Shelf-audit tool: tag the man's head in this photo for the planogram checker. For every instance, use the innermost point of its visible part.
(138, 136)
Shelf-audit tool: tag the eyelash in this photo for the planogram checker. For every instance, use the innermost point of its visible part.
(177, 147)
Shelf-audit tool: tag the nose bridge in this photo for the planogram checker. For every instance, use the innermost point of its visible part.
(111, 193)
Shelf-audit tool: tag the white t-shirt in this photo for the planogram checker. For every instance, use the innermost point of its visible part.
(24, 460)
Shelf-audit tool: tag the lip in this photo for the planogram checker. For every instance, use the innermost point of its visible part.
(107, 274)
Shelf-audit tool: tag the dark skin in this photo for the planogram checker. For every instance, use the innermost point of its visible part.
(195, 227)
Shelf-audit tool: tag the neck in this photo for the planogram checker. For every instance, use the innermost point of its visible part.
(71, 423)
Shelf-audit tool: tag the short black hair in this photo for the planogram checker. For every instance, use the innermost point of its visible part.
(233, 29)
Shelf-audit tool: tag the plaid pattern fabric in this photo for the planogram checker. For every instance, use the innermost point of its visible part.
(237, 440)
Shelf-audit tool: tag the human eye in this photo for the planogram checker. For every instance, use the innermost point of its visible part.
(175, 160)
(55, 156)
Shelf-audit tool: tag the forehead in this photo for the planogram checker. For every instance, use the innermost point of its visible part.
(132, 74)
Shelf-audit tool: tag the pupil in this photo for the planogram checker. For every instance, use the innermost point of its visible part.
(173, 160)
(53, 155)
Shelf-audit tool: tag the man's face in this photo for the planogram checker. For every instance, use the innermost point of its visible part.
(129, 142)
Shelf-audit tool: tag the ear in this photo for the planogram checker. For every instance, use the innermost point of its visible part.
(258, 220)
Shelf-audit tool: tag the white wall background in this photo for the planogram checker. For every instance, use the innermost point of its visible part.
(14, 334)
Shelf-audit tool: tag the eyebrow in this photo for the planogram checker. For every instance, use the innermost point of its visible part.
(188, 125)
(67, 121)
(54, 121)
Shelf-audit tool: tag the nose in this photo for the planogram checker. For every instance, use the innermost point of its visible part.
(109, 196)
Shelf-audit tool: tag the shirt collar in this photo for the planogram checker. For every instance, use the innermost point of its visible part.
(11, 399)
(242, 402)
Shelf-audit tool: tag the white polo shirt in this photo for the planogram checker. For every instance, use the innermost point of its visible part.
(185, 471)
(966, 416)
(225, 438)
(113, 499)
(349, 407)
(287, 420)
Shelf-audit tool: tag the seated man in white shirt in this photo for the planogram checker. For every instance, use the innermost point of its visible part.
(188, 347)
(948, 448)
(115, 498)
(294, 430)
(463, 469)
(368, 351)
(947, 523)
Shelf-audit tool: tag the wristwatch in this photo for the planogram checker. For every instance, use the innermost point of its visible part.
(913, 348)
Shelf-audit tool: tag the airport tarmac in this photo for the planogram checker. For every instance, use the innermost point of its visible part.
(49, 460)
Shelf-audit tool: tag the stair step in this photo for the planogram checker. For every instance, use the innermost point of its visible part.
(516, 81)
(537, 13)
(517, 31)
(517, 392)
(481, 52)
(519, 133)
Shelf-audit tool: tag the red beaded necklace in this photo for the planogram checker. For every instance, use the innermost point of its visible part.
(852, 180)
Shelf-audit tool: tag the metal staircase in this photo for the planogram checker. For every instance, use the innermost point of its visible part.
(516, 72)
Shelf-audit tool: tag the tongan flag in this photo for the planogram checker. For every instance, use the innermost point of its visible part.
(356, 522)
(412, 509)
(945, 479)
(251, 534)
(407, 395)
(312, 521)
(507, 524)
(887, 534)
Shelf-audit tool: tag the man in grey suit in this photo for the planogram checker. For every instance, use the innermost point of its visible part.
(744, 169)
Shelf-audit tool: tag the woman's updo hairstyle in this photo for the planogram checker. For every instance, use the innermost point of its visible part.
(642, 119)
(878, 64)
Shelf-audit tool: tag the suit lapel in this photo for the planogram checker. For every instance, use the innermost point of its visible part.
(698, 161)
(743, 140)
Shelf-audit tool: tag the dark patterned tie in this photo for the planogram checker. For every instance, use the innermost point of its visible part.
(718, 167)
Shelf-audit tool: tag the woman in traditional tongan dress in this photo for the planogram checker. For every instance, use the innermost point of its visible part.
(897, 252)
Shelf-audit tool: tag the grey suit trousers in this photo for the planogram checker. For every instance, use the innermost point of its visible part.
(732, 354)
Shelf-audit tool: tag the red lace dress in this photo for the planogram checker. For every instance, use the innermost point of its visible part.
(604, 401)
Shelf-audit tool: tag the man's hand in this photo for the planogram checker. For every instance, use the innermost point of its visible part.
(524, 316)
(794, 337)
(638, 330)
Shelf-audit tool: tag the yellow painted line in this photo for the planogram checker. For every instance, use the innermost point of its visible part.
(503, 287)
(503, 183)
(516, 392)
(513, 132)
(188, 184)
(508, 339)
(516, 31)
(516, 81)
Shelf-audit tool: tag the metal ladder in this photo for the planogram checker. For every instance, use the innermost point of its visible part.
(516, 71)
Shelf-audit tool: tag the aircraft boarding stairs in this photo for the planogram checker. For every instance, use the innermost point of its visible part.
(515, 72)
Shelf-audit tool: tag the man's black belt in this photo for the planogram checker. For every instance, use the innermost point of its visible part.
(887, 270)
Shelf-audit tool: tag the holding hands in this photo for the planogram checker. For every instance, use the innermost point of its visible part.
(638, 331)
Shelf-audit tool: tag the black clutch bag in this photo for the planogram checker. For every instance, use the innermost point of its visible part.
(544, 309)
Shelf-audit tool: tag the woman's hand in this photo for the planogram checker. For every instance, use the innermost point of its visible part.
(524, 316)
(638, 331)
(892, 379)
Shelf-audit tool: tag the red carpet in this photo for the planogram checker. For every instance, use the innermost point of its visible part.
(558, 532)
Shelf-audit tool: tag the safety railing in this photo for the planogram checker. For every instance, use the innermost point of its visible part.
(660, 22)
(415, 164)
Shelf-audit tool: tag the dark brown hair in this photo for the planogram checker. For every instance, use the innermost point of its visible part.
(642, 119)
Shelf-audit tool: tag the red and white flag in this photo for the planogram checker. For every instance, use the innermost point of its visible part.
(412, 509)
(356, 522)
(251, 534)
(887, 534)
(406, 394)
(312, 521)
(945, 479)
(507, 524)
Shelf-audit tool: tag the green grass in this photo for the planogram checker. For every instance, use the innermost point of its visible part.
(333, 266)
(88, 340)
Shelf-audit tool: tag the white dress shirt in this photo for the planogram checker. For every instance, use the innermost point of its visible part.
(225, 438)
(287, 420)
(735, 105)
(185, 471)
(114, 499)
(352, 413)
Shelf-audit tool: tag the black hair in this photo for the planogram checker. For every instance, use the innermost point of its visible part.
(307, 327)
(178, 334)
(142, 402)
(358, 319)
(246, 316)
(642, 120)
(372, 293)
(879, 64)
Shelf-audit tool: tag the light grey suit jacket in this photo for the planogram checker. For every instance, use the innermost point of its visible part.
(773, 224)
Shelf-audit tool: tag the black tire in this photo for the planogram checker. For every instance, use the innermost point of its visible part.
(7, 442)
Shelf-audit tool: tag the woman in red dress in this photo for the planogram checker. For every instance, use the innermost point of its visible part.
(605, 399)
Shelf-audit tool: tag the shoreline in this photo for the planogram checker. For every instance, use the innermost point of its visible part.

---

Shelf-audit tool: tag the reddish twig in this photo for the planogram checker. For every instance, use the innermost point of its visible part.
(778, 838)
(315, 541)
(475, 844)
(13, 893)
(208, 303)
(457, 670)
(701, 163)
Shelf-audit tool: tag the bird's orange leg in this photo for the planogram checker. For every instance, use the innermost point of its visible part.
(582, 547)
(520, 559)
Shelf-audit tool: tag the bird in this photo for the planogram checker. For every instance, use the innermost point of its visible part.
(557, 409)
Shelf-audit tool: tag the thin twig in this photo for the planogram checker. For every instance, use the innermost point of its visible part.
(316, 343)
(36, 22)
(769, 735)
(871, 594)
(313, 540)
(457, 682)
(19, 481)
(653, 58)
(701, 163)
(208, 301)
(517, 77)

==

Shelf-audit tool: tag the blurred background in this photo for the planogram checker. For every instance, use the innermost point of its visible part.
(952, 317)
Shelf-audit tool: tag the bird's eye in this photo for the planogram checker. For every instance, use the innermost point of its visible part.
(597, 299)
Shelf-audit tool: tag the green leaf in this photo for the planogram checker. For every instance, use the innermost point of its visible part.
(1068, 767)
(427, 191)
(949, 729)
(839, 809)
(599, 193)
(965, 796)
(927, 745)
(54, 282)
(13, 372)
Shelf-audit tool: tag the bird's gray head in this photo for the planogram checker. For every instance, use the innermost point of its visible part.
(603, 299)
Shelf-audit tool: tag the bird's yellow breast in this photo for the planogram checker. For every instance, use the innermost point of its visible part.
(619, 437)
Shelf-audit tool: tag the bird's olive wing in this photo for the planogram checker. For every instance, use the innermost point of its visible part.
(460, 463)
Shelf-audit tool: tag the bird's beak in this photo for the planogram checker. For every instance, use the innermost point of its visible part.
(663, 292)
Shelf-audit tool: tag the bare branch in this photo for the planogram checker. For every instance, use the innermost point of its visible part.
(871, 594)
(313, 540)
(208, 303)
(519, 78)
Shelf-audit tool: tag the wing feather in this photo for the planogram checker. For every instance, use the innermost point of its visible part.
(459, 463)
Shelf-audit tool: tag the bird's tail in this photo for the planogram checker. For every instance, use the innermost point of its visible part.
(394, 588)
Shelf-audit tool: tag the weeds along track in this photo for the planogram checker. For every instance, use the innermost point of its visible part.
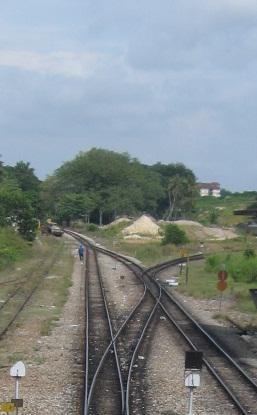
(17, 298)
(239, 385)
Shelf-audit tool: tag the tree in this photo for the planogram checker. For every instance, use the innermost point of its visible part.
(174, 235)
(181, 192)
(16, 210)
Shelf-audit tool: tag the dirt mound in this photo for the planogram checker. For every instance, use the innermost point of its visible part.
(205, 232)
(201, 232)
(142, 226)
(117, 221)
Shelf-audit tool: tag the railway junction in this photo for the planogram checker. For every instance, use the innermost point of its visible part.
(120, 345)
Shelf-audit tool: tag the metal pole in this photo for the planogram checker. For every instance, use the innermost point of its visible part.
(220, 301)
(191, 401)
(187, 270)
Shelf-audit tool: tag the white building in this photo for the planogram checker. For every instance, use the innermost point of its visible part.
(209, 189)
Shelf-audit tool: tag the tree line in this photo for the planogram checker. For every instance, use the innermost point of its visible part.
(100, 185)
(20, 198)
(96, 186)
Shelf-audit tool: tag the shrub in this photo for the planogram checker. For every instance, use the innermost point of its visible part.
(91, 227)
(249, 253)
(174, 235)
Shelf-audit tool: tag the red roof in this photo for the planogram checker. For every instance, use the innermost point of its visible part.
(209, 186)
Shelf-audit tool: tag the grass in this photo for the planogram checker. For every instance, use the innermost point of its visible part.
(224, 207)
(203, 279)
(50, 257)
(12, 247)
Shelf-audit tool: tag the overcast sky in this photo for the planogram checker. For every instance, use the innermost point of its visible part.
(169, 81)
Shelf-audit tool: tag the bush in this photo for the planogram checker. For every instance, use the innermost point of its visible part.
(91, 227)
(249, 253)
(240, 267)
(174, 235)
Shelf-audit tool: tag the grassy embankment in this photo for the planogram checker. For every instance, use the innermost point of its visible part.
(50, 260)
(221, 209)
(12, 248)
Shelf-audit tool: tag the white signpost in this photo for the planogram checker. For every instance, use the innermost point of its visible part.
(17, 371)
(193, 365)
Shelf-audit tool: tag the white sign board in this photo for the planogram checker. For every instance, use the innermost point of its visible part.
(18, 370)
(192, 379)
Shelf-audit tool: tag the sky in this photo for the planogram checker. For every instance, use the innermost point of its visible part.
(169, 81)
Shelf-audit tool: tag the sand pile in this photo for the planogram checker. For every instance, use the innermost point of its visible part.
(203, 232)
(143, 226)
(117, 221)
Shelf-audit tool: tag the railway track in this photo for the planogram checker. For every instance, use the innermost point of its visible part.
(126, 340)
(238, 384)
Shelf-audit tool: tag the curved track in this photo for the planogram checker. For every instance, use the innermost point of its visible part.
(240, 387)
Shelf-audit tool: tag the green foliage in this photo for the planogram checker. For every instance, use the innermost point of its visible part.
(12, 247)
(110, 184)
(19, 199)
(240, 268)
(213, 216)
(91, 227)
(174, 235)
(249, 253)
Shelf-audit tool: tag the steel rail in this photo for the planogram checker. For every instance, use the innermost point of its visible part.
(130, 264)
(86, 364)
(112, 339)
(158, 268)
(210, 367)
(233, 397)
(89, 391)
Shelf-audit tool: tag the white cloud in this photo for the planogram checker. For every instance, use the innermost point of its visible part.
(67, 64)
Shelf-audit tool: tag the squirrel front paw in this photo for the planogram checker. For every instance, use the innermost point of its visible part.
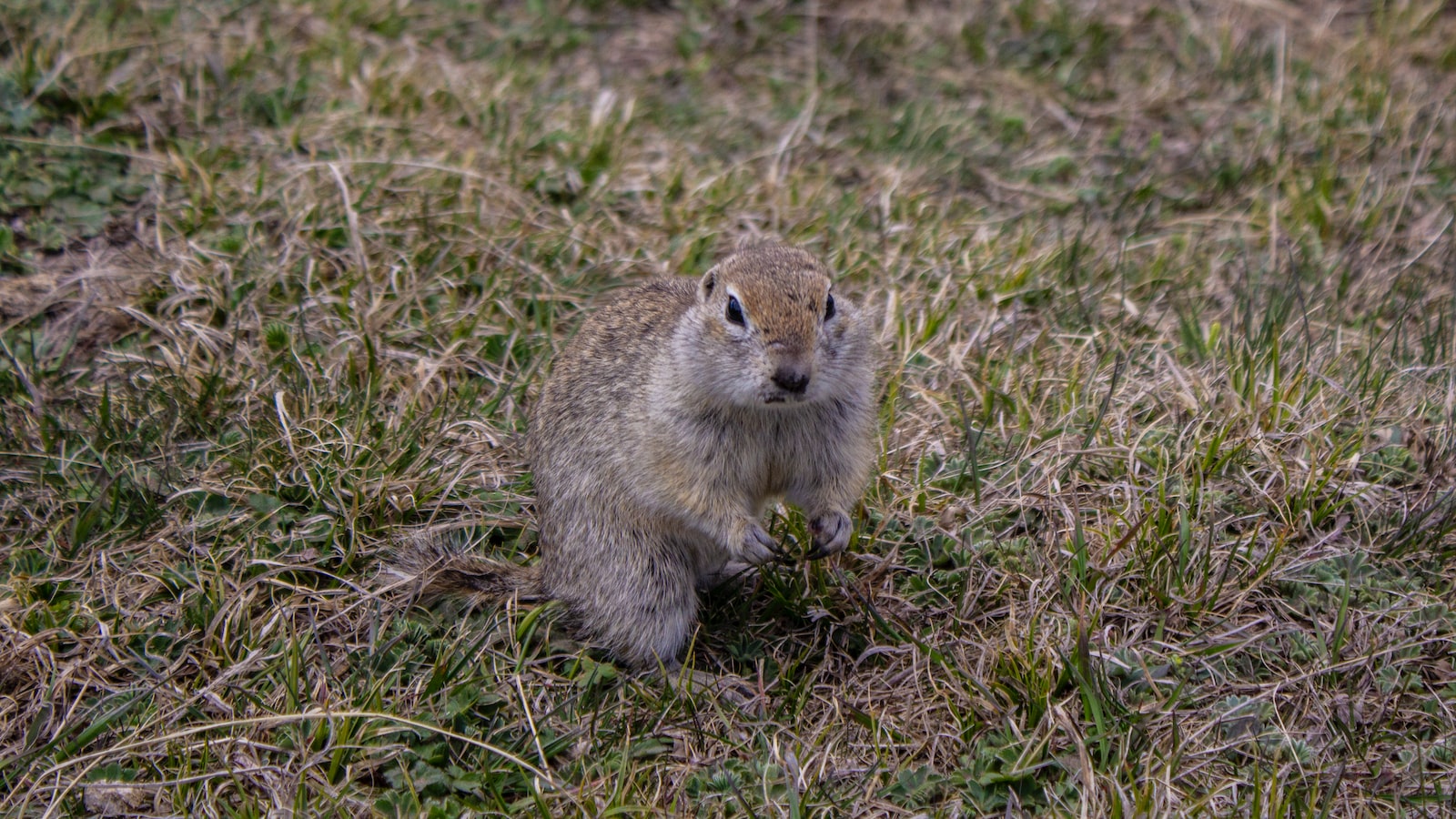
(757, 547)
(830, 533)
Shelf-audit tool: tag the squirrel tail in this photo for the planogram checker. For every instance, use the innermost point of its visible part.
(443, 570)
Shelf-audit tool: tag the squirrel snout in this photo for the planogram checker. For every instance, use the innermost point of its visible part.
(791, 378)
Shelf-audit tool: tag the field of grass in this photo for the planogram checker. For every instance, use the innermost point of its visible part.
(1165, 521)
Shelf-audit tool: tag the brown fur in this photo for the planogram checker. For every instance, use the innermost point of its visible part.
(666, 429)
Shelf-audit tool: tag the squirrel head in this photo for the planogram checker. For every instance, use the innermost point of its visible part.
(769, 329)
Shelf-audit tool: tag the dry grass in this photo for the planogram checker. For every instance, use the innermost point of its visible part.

[Instructions for the task]
Show every line of the records above that contains the word "background", copying each line in full. Matches must be case-sensitive.

[Task result]
Shelf-audit tool: tag the white wall background in this photo for the planogram checker. For every instance, use the innermost point of its visible part.
Shelf-audit tool: tag the blurred background in this photo for the planogram checker. For every instance, use the innermost point of its visible part.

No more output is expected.